(Exercise directions) Rewrite the records below with every "pts:" replaced by "points:" and all else left unchanged. Leave the pictures out of your answer.

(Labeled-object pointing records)
* * * * * * * * *

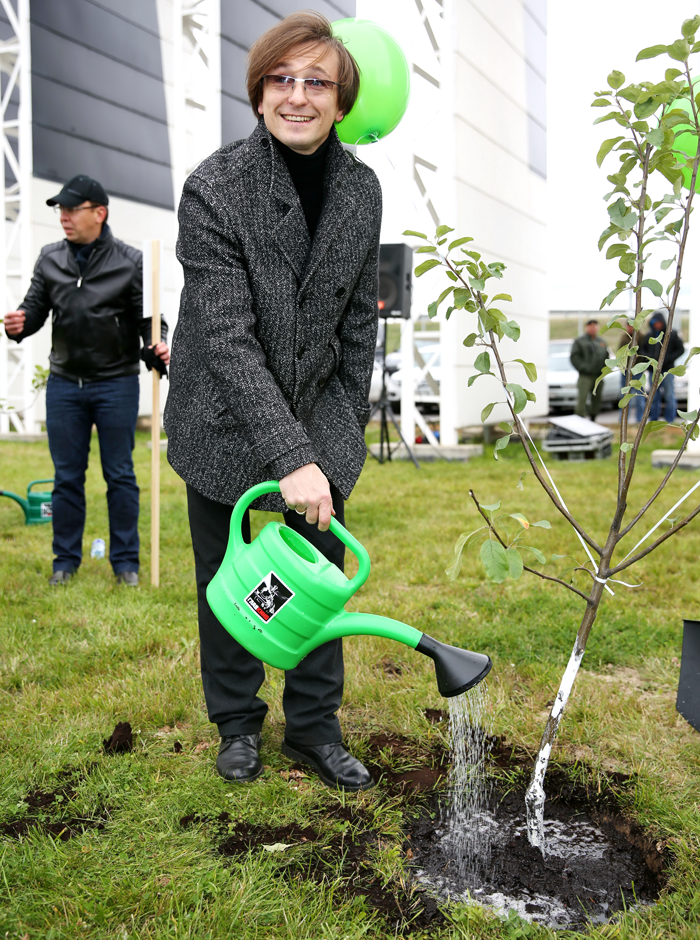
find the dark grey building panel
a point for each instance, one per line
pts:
(242, 22)
(98, 96)
(96, 28)
(121, 173)
(74, 66)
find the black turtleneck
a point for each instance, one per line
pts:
(307, 172)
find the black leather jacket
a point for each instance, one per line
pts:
(97, 318)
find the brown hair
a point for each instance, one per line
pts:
(300, 29)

* * * * * * * * *

(Response)
find the dark grey building panel
a point for each instance, one per line
points:
(242, 22)
(98, 96)
(96, 28)
(121, 173)
(74, 66)
find the black turtleneck
a point for each instance, one per line
points:
(307, 172)
find the black leather jacket
a point for each instance, one per line
points:
(97, 318)
find the brown hair
a point for each instance, one per line
points:
(300, 29)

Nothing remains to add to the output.